• TASK REQUIREMENTS:
Reproduce the line that holds "on water in the photo above." together with all the lines after it up to the end of the entries.

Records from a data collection
— begin —
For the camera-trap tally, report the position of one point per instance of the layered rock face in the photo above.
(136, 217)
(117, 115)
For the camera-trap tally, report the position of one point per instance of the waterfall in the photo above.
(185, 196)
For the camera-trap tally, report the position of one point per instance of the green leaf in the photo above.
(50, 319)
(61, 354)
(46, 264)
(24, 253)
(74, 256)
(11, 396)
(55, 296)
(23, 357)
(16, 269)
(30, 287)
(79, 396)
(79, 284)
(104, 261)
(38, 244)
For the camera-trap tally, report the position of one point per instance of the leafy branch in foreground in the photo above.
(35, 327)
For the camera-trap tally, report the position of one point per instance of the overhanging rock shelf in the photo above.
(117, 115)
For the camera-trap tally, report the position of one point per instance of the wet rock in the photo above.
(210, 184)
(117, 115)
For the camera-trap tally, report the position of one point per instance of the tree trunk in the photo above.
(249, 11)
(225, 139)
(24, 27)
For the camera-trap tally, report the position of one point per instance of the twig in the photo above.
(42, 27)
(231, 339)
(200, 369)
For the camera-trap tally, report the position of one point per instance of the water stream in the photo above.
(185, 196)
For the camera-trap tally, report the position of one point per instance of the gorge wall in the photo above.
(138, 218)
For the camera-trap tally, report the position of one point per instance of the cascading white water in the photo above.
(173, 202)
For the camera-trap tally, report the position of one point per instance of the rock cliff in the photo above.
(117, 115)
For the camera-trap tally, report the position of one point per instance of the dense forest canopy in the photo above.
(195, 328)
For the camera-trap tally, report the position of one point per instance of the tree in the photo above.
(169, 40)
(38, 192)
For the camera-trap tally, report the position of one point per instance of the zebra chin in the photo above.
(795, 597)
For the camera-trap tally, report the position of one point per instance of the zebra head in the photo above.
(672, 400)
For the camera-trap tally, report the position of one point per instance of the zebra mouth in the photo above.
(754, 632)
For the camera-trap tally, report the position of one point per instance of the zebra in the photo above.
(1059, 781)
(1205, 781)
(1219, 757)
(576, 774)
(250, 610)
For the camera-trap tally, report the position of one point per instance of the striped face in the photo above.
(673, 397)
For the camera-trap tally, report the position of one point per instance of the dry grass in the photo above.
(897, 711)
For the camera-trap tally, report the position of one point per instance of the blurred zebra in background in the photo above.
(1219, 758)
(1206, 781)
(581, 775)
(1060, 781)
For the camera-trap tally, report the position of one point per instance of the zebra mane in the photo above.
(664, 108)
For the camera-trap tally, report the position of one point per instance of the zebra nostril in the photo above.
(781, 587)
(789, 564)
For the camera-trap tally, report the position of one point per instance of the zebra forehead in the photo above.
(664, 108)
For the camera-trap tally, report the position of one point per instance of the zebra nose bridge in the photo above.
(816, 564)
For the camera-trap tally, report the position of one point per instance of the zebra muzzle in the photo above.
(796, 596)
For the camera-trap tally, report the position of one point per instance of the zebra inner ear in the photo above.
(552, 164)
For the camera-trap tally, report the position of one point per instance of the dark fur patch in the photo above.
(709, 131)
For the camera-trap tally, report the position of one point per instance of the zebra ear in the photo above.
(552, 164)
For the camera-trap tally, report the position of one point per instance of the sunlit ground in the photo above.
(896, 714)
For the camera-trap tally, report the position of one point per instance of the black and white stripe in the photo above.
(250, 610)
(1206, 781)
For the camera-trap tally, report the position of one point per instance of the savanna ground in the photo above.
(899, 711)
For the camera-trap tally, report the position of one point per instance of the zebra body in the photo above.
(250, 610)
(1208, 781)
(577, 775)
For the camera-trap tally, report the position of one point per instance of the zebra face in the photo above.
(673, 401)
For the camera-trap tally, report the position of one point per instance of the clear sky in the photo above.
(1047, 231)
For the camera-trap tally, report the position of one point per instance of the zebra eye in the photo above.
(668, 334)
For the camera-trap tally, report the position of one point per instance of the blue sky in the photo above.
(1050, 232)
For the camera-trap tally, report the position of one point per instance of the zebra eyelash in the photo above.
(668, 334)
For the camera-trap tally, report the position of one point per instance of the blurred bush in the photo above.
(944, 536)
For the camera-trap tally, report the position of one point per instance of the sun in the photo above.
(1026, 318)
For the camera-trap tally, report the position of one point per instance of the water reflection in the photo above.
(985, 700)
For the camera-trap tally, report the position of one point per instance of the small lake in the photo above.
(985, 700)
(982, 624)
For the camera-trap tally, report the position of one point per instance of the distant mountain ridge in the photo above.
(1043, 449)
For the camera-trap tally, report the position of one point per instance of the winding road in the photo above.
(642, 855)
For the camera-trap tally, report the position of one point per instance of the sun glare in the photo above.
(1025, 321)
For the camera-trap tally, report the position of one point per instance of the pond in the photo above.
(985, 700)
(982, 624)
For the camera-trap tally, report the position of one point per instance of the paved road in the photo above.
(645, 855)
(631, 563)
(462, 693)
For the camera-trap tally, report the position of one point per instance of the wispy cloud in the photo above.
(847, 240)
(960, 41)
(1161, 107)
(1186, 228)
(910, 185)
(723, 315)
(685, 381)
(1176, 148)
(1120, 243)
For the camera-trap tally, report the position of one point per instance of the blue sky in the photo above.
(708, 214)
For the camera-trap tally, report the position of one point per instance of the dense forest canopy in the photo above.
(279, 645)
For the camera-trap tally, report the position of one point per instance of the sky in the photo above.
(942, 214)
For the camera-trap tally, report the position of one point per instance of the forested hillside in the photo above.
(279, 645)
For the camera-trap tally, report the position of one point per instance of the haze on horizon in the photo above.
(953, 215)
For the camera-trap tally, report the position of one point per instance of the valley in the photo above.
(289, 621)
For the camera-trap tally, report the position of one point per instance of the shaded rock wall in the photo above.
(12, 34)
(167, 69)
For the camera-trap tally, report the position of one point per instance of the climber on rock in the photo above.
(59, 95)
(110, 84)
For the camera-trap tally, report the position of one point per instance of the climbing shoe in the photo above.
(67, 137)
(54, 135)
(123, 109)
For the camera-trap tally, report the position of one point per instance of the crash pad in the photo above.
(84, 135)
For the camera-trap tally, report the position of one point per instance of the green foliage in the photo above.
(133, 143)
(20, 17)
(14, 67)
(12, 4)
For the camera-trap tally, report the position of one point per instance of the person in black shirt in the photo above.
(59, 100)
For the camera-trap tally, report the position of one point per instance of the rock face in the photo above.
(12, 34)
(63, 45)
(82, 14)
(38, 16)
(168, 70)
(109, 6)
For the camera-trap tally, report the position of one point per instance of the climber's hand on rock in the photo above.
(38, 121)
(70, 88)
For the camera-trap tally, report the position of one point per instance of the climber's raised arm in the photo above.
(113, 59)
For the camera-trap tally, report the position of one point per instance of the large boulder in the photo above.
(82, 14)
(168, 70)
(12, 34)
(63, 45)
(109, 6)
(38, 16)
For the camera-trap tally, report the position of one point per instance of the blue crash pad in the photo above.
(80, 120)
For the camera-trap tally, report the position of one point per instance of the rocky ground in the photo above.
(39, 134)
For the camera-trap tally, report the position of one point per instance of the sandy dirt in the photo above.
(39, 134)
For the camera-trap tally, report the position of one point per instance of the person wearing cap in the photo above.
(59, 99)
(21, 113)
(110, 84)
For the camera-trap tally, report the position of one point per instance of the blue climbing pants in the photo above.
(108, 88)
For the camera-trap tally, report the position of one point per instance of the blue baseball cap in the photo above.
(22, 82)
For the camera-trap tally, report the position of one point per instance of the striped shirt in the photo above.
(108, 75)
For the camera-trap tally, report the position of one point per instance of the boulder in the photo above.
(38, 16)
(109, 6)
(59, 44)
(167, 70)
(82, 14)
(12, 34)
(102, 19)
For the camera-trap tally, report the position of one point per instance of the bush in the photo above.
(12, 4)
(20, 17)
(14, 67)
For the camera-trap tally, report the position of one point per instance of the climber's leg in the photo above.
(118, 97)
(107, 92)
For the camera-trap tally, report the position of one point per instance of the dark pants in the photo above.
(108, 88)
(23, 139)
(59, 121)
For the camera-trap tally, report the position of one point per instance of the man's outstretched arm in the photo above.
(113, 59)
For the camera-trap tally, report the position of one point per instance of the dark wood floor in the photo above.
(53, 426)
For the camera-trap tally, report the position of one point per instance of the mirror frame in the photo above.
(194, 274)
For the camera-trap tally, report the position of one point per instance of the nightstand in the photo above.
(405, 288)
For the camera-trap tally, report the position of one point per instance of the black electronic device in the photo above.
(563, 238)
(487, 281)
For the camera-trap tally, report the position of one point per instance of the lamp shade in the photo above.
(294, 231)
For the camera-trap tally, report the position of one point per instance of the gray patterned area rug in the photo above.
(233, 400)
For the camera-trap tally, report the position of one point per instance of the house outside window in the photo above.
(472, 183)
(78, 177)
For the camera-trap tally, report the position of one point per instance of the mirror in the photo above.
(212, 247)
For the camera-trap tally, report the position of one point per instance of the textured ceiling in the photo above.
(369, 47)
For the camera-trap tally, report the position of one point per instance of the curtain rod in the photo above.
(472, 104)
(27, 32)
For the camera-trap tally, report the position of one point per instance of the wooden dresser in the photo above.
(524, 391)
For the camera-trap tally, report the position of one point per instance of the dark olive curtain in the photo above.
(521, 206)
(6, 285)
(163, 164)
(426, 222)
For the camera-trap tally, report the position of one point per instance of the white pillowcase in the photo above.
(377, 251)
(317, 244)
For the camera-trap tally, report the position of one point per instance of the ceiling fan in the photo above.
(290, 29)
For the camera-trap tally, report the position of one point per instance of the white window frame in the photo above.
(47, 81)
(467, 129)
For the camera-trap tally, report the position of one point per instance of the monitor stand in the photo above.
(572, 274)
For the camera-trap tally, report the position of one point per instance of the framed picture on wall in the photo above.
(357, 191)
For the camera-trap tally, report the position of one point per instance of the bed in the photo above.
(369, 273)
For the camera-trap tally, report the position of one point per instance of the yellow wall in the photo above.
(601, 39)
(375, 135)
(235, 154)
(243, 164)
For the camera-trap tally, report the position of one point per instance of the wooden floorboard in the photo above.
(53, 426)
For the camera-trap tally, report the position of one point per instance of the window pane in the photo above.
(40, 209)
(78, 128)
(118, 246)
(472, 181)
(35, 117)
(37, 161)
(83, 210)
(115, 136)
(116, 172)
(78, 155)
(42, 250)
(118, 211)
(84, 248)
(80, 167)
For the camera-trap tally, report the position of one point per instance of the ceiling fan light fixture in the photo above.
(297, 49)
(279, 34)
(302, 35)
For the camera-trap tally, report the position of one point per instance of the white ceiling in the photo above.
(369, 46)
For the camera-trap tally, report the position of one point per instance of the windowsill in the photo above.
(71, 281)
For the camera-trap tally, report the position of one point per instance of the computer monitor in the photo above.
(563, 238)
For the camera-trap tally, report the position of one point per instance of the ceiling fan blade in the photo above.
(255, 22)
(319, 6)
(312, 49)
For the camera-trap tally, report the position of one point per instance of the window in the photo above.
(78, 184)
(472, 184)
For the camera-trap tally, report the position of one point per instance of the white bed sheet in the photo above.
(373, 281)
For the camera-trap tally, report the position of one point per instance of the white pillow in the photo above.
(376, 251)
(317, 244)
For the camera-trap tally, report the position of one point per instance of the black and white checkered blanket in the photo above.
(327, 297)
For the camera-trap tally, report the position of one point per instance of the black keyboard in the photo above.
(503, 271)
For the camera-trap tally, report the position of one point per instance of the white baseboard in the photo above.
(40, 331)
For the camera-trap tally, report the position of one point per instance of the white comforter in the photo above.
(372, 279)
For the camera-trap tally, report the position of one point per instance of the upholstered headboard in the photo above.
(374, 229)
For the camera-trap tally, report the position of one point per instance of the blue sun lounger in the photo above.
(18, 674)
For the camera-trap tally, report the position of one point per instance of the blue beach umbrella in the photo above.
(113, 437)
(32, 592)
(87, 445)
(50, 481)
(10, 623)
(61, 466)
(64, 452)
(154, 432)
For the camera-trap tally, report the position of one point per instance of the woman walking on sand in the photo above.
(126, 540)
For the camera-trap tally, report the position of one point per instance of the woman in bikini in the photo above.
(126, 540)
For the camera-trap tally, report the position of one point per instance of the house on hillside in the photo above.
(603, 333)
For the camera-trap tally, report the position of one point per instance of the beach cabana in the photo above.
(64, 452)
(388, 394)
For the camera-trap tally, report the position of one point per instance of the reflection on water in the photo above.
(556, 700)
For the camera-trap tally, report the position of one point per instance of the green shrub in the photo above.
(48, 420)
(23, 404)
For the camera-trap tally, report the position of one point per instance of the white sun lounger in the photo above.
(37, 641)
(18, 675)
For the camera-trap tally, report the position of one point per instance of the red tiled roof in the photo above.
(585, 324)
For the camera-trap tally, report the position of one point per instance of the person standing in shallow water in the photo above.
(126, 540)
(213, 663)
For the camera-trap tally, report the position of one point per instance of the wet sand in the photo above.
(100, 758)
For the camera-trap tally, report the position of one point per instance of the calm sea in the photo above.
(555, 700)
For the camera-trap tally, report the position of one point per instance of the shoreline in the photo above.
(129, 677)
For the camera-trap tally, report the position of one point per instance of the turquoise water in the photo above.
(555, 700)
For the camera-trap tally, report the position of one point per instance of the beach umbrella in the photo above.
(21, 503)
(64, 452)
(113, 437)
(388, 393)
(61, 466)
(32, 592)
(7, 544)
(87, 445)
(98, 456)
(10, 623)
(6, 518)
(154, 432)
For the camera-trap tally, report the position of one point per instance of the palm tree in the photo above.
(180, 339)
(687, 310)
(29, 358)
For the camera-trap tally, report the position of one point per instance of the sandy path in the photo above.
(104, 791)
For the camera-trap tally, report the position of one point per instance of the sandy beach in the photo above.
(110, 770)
— end —
• WRITTEN SOLUTION:
For the camera-trap tally, report the position of one point per instance of the reflection on water in the photo above.
(556, 700)
For the camera-trap tally, report the position of one point per instance of the green shrub in the photo above.
(48, 420)
(23, 404)
For the camera-trap tally, report the position of one point per instance of the white sun lounger in the photo above.
(37, 641)
(18, 675)
For the camera-trap tally, report the position of one point per instance of the red tiled roof in the photo above.
(585, 324)
For the camera-trap tally, report the position of one point per instance of the person standing in shallow water in the photo above.
(126, 540)
(213, 663)
For the camera-trap tally, report the position of one point per instance of the wet sand in the photo above.
(100, 758)
For the camera-trap tally, report the position of one point per instance of the calm sea in the photo above.
(555, 700)
For the camera-trap tally, report the position of one point per instance of the shoreline in the photo above.
(129, 677)
For the camera-trap tally, report the position of one point per instance of the turquoise water in the photo above.
(555, 700)
For the camera-trap tally, report the position of one point per instance of the beach umbrella in the photo above.
(21, 503)
(64, 452)
(113, 437)
(388, 393)
(61, 466)
(32, 592)
(7, 544)
(87, 445)
(98, 456)
(10, 623)
(6, 518)
(154, 432)
For the camera-trap tally, report the position of one point per instance of the palm tree in the photo above.
(180, 339)
(687, 310)
(29, 358)
For the camera-trap tally, report the position of one point per instance of the sandy path in the photo above.
(104, 791)
For the camera-trap tally, report the position of one point per instance of the sandy beach in the photo above.
(110, 770)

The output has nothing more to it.